Directions
Reproduce all of the material below with "help me greatly" replaced by "be a big help" wherever it occurs, and leave every other character as it is.

Extracted records

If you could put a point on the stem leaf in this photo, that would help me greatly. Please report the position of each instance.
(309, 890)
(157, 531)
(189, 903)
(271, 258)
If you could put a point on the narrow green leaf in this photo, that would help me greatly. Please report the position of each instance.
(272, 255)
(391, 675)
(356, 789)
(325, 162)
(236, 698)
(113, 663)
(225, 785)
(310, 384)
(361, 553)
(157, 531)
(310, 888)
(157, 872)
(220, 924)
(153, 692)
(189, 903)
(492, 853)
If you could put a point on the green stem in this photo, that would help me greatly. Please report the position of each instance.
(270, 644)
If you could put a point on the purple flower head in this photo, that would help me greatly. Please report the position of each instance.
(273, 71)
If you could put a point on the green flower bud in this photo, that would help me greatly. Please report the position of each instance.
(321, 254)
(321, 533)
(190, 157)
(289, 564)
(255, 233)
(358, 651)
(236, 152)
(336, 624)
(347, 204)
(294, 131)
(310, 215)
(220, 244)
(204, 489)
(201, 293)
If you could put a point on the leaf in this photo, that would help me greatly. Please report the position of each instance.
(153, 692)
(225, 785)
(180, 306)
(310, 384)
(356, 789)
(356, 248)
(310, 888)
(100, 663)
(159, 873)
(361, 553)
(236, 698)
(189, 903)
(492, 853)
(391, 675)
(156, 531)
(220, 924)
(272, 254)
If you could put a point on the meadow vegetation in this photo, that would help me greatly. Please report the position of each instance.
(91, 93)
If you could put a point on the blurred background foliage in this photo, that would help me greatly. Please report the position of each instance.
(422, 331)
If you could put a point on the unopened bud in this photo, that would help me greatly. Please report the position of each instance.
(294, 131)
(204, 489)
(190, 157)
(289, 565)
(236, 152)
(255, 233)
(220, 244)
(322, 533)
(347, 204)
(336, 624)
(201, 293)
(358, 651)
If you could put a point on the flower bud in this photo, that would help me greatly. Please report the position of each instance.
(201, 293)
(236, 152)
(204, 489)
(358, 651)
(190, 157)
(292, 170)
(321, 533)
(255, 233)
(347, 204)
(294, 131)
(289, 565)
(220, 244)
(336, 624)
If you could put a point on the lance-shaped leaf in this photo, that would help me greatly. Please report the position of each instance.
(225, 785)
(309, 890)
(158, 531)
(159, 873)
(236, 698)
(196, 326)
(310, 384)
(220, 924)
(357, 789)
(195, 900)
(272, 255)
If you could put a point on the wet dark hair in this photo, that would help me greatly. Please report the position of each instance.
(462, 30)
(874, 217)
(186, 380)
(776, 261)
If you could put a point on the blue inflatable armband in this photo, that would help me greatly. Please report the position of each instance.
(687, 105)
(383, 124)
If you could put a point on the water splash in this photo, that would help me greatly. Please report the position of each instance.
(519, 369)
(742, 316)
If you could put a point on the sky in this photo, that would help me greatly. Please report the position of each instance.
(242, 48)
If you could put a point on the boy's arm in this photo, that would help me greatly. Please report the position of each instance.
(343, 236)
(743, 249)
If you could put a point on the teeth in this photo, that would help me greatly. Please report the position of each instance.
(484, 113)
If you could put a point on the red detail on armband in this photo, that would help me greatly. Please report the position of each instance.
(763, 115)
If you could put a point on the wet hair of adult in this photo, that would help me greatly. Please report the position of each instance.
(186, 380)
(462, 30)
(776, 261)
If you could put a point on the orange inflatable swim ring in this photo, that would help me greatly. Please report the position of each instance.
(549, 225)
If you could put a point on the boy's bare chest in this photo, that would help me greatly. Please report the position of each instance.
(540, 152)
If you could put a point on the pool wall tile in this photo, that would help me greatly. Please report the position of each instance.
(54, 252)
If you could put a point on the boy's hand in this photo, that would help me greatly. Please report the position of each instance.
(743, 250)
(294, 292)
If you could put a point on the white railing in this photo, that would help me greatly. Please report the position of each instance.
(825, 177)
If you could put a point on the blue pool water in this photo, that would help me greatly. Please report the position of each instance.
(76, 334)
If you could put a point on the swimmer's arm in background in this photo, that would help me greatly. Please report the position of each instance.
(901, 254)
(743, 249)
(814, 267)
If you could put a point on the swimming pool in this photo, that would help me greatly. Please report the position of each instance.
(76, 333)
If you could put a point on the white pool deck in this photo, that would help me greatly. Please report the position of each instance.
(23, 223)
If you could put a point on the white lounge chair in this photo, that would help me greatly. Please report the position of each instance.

Result of the task
If you could put a point on the stem leaf in this photo, that would be a big help. Please report the position of each instance.
(309, 890)
(157, 531)
(189, 903)
(271, 258)
If you could put a point on the narrow green leaf in this photo, that would be a big help. Please report the position of each instance.
(272, 255)
(391, 675)
(356, 789)
(325, 162)
(236, 698)
(113, 663)
(225, 785)
(310, 384)
(361, 553)
(157, 531)
(310, 888)
(157, 872)
(220, 924)
(153, 692)
(189, 903)
(492, 853)
If you could put a point on the green stem in this photo, that would be a big help. Please report the position of each instance.
(270, 644)
If you could put a point on the purple flower head in this photo, that would be a big help. Please report the position of each instance.
(273, 71)
If you could put a point on the green flower bud in this photo, that would be a big help. Please report the position of each instance.
(321, 254)
(321, 533)
(190, 157)
(289, 564)
(255, 233)
(358, 651)
(236, 152)
(336, 624)
(347, 204)
(294, 131)
(310, 215)
(220, 244)
(204, 489)
(201, 293)
If you could put a point on the leaf in this photo, that would be a big help. Please report the position of each instance.
(153, 692)
(225, 785)
(180, 306)
(310, 384)
(356, 789)
(356, 248)
(310, 888)
(100, 663)
(159, 873)
(361, 553)
(236, 698)
(189, 903)
(492, 853)
(391, 675)
(156, 531)
(220, 924)
(272, 254)
If you could put a point on the meadow vegetation in this photo, that would be a big help. Please report the position of each instance.
(91, 93)
If you could put a point on the blurred background foliage in this photo, that would be a big help. Please report the position of each instance.
(422, 331)
If you could put a point on the unopened bud in this photo, that would be a big help. Please report the position of each instance.
(294, 131)
(204, 489)
(190, 157)
(289, 565)
(236, 152)
(255, 233)
(220, 244)
(322, 533)
(347, 204)
(336, 624)
(201, 293)
(358, 651)
If you could put a point on the flower bud in this photo, that would be a big help. Please report the position of each instance.
(201, 293)
(236, 152)
(204, 489)
(358, 651)
(190, 157)
(292, 170)
(321, 533)
(255, 233)
(347, 204)
(294, 131)
(289, 565)
(220, 244)
(336, 624)
If you could put a point on the lance-shaped leaf in this photo, that would be a big help. Please report the position of each instance.
(225, 785)
(309, 890)
(158, 531)
(159, 873)
(236, 698)
(196, 326)
(310, 384)
(220, 924)
(357, 789)
(195, 900)
(272, 255)
If you could put a point on the wet dark hair in this photo, that would be a big help. Please report the position of each instance.
(462, 30)
(874, 217)
(186, 380)
(776, 261)
If you could put a point on the blue inflatable armband in this photo, that would be a big help. Please report the position of each instance.
(687, 105)
(383, 124)
If you could put a point on the water splash in this photo, that would be a big help. Please report the position of each instance.
(519, 369)
(742, 316)
If you could put a point on the sky in this photo, that would be a big help. Please report the position of each instance.
(242, 48)
If you could put a point on the boy's arm in this photo, that would be a big help. Please report the position of each instance.
(343, 236)
(743, 249)
If you could put a point on the teeth in this photo, that would be a big help. Please report the position of each instance.
(484, 113)
If you could put a point on the red detail on armband in this photo, that would be a big help. Please report the position of each instance.
(763, 115)
If you could put a point on the wet hair of adult in this photo, that would be a big help. Please report the position of each instance.
(186, 380)
(462, 30)
(776, 261)
If you could put a point on the orange inflatable swim ring in this photo, that would be a big help. Please report the position of each instance.
(549, 225)
If you could put a point on the boy's bare chest in this photo, that would be a big help. Please report the position of each instance.
(540, 152)
If you could put a point on the pool wall tile in this photo, that would be a big help. Please report the position of each instance.
(54, 252)
If you could put a point on the boy's hand in this photo, that would be a big help. Please report the position of each instance.
(743, 250)
(294, 292)
If you could put a point on the white railing in this photo, that would be a big help. Please report the position of each instance.
(825, 177)
If you could put a point on the blue pool water in this photo, that would be a big help. Please report the position of each instance.
(76, 334)
If you could put a point on the swimmer's arm in background in this photo, that would be a big help. Please report the position of each instance.
(901, 254)
(743, 249)
(814, 267)
If you could put a point on the swimming pool in this photo, that would be a big help. Please report the position of each instance.
(76, 333)
If you could put a point on the white pool deck in this photo, that would be a big help. Please report the position of each instance.
(23, 223)
If you could put a point on the white lounge chair in this photo, that would be a big help. Please report the position of each instance.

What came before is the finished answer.